— start PROVIDED INFORMATION —

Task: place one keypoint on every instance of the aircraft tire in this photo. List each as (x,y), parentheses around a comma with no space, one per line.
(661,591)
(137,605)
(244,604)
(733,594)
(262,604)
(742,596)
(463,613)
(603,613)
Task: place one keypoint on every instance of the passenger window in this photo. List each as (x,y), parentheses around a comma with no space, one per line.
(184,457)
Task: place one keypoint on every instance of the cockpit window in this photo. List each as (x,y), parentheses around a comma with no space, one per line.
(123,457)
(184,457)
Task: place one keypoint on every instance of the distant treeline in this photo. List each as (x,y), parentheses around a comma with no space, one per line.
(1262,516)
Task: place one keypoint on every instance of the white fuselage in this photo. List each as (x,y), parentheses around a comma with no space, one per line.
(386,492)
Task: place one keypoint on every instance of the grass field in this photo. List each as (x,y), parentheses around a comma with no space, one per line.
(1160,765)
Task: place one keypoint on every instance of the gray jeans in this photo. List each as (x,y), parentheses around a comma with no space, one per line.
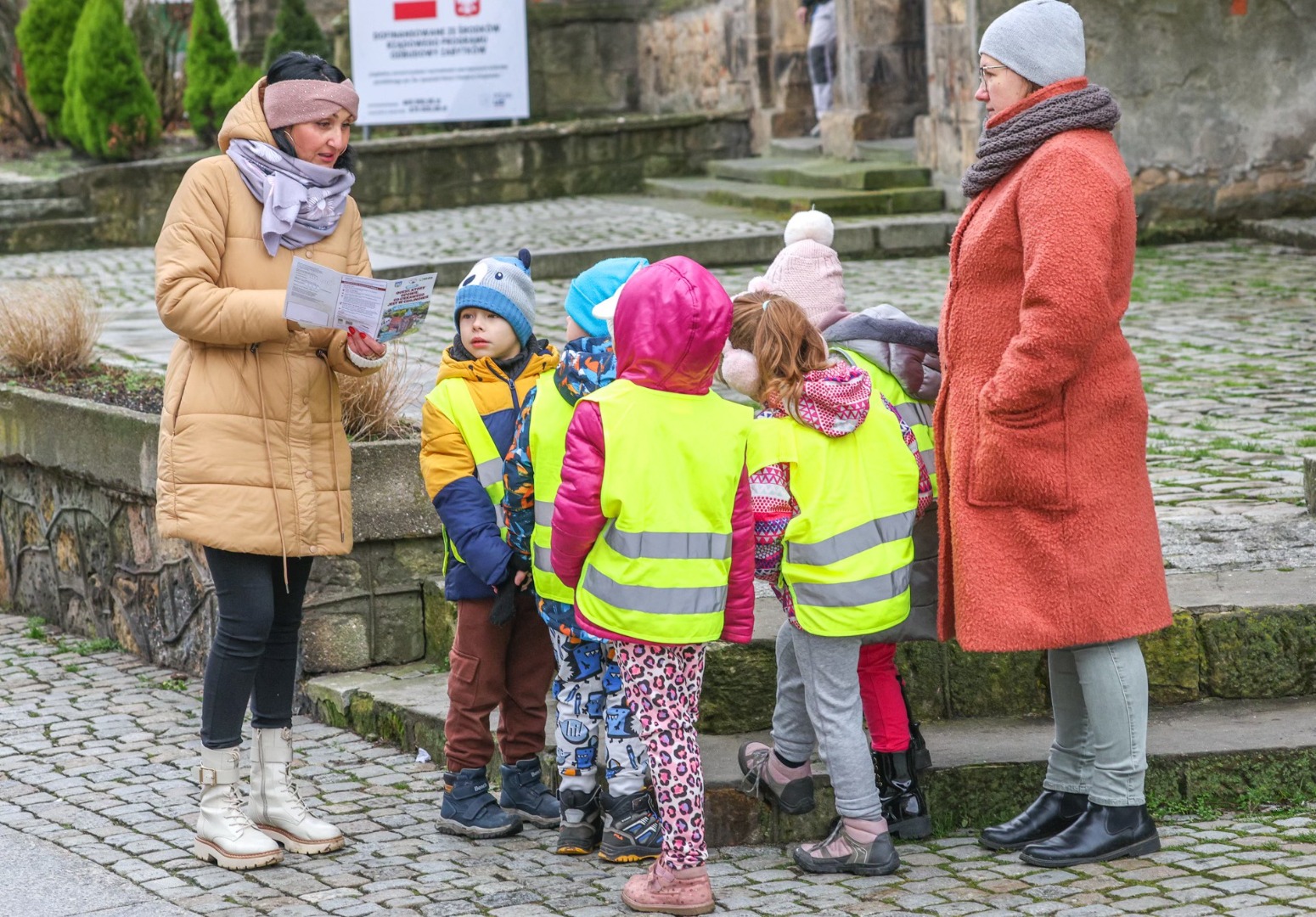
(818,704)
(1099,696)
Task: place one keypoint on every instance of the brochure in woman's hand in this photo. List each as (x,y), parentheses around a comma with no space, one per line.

— end PROVIDED INFORMATION —

◆ **INSTRUCTIONS TO FOLLOW**
Without including any pictures, please restate all the records exactly.

◆ **COMPLETE ANSWER**
Task: place one keypoint on every instance of the aircraft tire in this photo. List each as (x,y), parentheses around a comma with no space, one per line.
(661,591)
(137,605)
(244,604)
(733,594)
(262,604)
(742,596)
(463,613)
(603,613)
Task: place one keypoint on every instance of the passenger window in this photo. List each as (x,y), parentheses around a comma with no space, one per line.
(184,457)
Task: place one keypoint on every instance of the cockpit window in this photo. List each as (x,y), parentheses around a comma with no space, one per line.
(123,457)
(184,457)
Task: place one keypoint on every instance of the distant treeline in this photo. List each as (x,y), parentheses around a comma with no space, one per line.
(1262,516)
Task: place one keypoint on every instance of the white fuselage in this photo. List each as (x,y), parentheses around a comma with no space, one per line.
(386,492)
Task: place one keypoint on every instance of the grass field in this photo. List each as (x,y), parentheses around a comma with no space, one per line.
(1160,765)
Task: place one keypoint on every instance of the gray jeans in this photo. List each as (x,y), parentheses around a comma with no space, one per line.
(818,704)
(1099,696)
Task: place one keypoint on every instance of the brochure in woman's hand in this photo. List each as (x,y), parentheses around a comma with no space, one per line.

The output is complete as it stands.